DIRECTIVE:
Repeat everything in the material exactly.

RECORDED INFORMATION:
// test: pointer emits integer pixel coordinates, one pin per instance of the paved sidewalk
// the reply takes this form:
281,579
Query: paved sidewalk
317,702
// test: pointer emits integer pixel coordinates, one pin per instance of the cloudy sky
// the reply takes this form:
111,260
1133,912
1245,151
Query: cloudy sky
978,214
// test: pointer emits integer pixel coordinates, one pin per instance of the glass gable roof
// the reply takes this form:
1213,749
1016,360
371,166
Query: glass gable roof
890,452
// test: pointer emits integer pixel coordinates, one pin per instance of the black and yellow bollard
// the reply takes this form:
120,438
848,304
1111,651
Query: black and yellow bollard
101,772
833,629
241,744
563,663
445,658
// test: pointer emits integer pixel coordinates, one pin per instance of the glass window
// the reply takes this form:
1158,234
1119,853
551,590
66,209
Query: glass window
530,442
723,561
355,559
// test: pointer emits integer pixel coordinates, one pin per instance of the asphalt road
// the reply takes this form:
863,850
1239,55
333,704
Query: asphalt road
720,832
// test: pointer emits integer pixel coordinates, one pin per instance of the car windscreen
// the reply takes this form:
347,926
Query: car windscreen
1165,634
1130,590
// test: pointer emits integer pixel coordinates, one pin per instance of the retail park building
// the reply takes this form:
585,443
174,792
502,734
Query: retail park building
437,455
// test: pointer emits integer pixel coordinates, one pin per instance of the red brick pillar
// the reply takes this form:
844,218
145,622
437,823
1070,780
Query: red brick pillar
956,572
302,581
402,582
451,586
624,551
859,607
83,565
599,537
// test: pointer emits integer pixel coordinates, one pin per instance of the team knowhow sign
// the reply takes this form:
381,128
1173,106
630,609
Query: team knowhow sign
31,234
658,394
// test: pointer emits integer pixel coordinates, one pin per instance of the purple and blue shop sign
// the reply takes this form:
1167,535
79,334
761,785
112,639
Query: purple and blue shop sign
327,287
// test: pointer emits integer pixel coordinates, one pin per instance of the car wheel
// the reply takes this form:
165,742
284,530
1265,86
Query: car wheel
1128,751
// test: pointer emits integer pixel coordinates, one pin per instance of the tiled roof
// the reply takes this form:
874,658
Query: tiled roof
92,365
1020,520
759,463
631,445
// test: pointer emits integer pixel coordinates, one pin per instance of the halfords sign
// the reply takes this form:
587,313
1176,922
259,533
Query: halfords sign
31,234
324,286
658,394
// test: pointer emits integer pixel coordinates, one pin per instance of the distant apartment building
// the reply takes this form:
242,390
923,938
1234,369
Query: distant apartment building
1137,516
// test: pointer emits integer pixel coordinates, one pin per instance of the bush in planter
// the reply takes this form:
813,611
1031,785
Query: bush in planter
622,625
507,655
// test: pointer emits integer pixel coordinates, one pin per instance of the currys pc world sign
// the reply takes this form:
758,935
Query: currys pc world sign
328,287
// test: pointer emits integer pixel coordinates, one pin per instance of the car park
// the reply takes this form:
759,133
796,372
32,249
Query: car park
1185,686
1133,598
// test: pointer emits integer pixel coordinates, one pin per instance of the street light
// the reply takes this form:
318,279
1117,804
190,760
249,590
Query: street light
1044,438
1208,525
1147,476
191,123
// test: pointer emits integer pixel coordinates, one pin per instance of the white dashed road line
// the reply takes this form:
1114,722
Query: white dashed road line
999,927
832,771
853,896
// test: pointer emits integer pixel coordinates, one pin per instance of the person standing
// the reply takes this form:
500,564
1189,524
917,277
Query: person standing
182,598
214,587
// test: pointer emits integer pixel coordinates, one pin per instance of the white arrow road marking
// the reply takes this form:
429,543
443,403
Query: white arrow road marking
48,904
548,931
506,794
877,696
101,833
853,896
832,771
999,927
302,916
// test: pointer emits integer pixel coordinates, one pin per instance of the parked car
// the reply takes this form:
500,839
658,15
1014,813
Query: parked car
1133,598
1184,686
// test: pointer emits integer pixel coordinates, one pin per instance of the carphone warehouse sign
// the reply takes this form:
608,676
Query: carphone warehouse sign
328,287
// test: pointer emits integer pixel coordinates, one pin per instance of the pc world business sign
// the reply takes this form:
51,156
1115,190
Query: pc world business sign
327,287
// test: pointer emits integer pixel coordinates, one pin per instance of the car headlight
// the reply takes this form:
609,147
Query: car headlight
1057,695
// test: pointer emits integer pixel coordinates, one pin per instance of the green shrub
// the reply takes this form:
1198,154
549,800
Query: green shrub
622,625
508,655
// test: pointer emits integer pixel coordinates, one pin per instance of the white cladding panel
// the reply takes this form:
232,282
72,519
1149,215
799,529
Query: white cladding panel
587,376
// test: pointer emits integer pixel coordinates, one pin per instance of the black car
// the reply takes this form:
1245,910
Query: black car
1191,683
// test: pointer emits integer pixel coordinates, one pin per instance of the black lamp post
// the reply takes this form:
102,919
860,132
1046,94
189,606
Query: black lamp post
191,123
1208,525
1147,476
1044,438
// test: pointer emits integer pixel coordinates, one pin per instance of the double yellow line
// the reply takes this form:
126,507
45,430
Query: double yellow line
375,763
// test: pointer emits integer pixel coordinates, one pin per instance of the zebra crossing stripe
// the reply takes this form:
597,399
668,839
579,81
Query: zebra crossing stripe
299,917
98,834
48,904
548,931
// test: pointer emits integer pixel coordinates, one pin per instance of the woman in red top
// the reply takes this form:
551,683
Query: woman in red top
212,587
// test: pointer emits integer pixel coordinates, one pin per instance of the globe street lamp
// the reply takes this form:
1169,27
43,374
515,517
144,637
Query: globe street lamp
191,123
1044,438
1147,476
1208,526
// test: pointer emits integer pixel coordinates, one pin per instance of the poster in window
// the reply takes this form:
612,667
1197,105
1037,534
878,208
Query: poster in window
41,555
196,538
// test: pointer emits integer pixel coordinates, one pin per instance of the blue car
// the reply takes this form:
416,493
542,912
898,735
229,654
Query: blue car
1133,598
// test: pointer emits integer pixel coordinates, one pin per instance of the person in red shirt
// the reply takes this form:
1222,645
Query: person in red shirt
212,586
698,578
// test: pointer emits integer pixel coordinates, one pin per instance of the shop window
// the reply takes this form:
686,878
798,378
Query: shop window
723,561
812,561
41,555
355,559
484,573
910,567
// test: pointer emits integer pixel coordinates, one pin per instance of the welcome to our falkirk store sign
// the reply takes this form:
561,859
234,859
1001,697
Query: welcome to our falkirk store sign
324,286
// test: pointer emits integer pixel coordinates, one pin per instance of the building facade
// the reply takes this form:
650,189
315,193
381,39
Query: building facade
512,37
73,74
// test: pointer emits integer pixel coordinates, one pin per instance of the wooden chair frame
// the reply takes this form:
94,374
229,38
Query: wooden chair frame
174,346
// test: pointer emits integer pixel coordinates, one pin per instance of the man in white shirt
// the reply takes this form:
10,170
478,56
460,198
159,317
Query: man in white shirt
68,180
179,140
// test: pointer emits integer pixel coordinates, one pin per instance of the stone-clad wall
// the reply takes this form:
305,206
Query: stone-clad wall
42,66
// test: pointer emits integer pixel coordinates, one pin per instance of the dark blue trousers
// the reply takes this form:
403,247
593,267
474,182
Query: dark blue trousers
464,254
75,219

OUTPUT:
// test: pointer emits integer pixel coordinates, one pin per instance of the paved sidewalk
// the reply takes this form:
281,579
Query: paved sidewalk
317,702
// test: pointer emits integer pixel coordinates, one pin per instance of the cloudy sky
// the reply takes this form:
111,260
1133,912
1245,151
Query: cloudy sky
978,214
// test: pointer emits integer pixel coordinates, one pin per instance of the glass gable roof
// the reply takes this form:
1213,749
1016,360
371,166
Query: glass gable roof
890,452
// test: pointer emits integer pixel coordinates, one pin per instance of the black and yellow bollard
// the reply takes this form:
120,438
848,304
1111,651
Query: black and yellow bollard
101,772
833,629
241,744
563,663
445,658
// test: pointer emits integer pixel coordinates, one pin per instance of the glass window
// the reply takes this form:
1158,234
1119,853
551,590
66,209
Query: glass window
530,442
723,561
355,559
// test: pointer emits integer pixel coordinates, one pin per instance of the asphalt road
// the reply takes this form:
863,850
1239,55
333,704
Query: asphalt road
720,832
// test: pointer emits integer pixel coordinates, one pin per instance of the car windscreen
// the reply takes this form:
347,926
Query: car windscreen
1165,634
1130,590
// test: pointer emits integer pixel coordinates, one pin per instance of the retail park building
// the reply takes this form:
585,443
174,792
502,734
Query: retail park building
437,455
// test: pointer emits integer pixel coordinates, one pin per instance of the red brick pillar
// the reply takes this form:
844,218
145,622
437,823
1070,780
Query: red brick pillar
956,572
302,581
402,582
451,586
624,551
859,607
83,565
599,537
// test: pointer emits integer pixel coordinates, one pin per instance of the team knowhow sign
// the reply takes this form:
381,128
1173,106
630,609
Query: team knowhow sign
31,234
658,394
// test: pointer emits integer pixel coordinates, one pin per instance of the purple and blue shop sign
// the reply takes this form:
1167,535
79,334
761,785
112,639
Query: purple and blue shop sign
327,287
// test: pointer emits integer pixel coordinates, one pin per instance of the car wheel
// the reply takes this form:
165,742
284,530
1265,86
Query: car wheel
1128,751
// test: pointer emits integer pixel coordinates, one pin per instance of the tiled roof
// the reply takes this form:
874,658
Query: tiled roof
92,365
1020,520
759,463
631,445
// test: pointer emits integer pixel coordinates, one pin per instance of the halfords sign
// the reply takes this form:
587,313
1176,922
259,533
Query: halfords sign
31,234
324,286
658,394
// test: pointer emits integer pixel coordinates, one pin per instance of the distant apartment building
// the reply takes this form:
242,390
923,938
1234,369
Query: distant apartment building
1137,516
// test: pointer emits integer pixel coordinates, one pin per instance of the bush in planter
// the reply takes this form:
813,611
1031,785
Query: bush in planter
622,625
507,655
// test: pointer emits integer pixel coordinates, one pin per instance of the currys pc world sign
// the reply takes this form:
758,935
Query: currys pc world sign
328,287
// test: pointer emits integer pixel coordinates, one pin per instance of the car park
// the reply takes this form:
759,133
796,372
32,249
Query: car park
1185,686
1133,598
// test: pointer emits integer pixel coordinates, one pin per instance of the street light
// the reply takes this form:
318,279
1117,804
190,760
249,590
Query: street light
1044,438
1208,525
1147,476
191,123
// test: pointer emits integer pixel coordinates, one pin per instance of the white dashed road line
// the reply takes this form:
1114,722
Query: white dashed road line
999,927
832,771
853,896
// test: pointer emits integer pixel coordinates, one pin per instance of the person standing
// the reply takes this form:
500,564
1189,524
917,277
Query: person standing
182,598
214,587
// test: pointer emits integer pixel coordinates, one pin per instance of the white arrow road marking
// the reply takes this form:
429,543
443,403
Query: white arrow road marking
48,904
548,931
506,794
877,696
101,833
853,896
832,771
999,927
302,916
// test: pointer emits integer pixel coordinates, one pin per instance of the parked car
// the reply takes this form:
500,839
658,15
1014,813
Query: parked car
1133,598
1184,686
// test: pointer emits integer pixel coordinates, one pin per instance of the carphone warehouse sign
// the reply takes this form:
608,676
Query: carphone warehouse sign
328,287
// test: pointer emits integer pixel coordinates, one pin per instance of the pc world business sign
// the reply takes this form:
51,156
1115,190
Query: pc world business sign
327,287
// test: pointer emits integer pixel coordinates, one pin per instance of the car headlight
// the reply takes this form:
609,147
Query: car headlight
1057,695
// test: pointer emits integer pixel coordinates, one pin per instance of the green shrub
// the reply takes this form:
1198,154
549,800
Query: green shrub
622,625
508,655
// test: pointer emits integer pixel coordinates, one pin per instance of the white cladding panel
// the reply takes this form:
232,282
72,519
1149,215
799,529
Query: white cladding panel
587,376
// test: pointer emits integer pixel coordinates, one pin per instance of the black car
// the reply takes this form:
1245,910
Query: black car
1191,683
// test: pointer emits integer pixel coordinates, one pin per instance of the black lamp post
// the reply takes this form:
102,919
860,132
1046,94
189,606
Query: black lamp post
191,123
1208,525
1147,476
1044,438
// test: pointer emits integer pixel coordinates, one pin per instance of the double yellow line
// the reply takes this form:
126,507
45,430
Query: double yellow line
375,763
// test: pointer emits integer pixel coordinates, one pin per instance of the zebra crossing stripe
// the reply takes this form:
597,399
668,839
579,81
Query: zebra crossing stripe
299,917
98,834
48,904
548,931
// test: pointer emits integer pixel coordinates, one pin per instance of the woman in red top
// the reply takes this form:
551,683
Query: woman in red top
212,587
// test: pointer emits integer pixel coordinates, one pin per instance of the globe street lamp
// the reply takes this form:
1169,27
43,374
515,517
144,637
Query: globe street lamp
191,123
1044,438
1147,476
1208,526
// test: pointer emits integer pixel coordinates, one pin per instance of the poster in window
// the reply takes this form:
612,667
1197,105
1037,534
878,208
Query: poster in window
41,555
196,538
// test: pointer emits integer pixel coordinates, one pin per instance of the blue car
// the reply takes this form:
416,493
542,912
898,735
229,654
Query: blue car
1133,598
// test: pointer emits integer pixel coordinates, one pin per instance of the person in red shirt
// the reply takes this form:
1222,645
Query: person in red shirt
212,586
698,578
// test: pointer emits integer pixel coordinates, one pin per instance of the shop window
// the reply takes this form:
686,878
798,378
Query: shop window
723,561
812,561
41,555
355,559
484,573
910,567
// test: pointer emits integer pixel coordinates, one pin per instance of the welcome to our falkirk store sign
// the reply takes this form:
561,859
234,859
1001,697
Query: welcome to our falkirk store sign
324,286
// test: pointer emits integer pixel coordinates, one pin per instance of the building facade
// the reply takes this form:
650,189
315,193
381,39
Query: building facade
512,37
73,74
// test: pointer emits integer pixel coordinates, one pin per instance of the wooden chair frame
// the reply takes this form:
94,374
229,38
Query: wooden chair frame
174,346
// test: pointer emits integer pixel coordinates, one pin per instance of the man in white shirt
// the reply takes this form:
10,170
478,56
460,198
159,317
Query: man in white shirt
68,180
179,140
// test: pointer emits integer pixel coordinates, one pin per instance of the stone-clad wall
// the reply takes this form:
305,206
Query: stone-clad wall
42,66
// test: pointer emits integer pixel coordinates, one pin per instance of the dark blue trousers
// the reply takes this form:
403,247
593,267
474,182
Query: dark blue trousers
464,254
75,219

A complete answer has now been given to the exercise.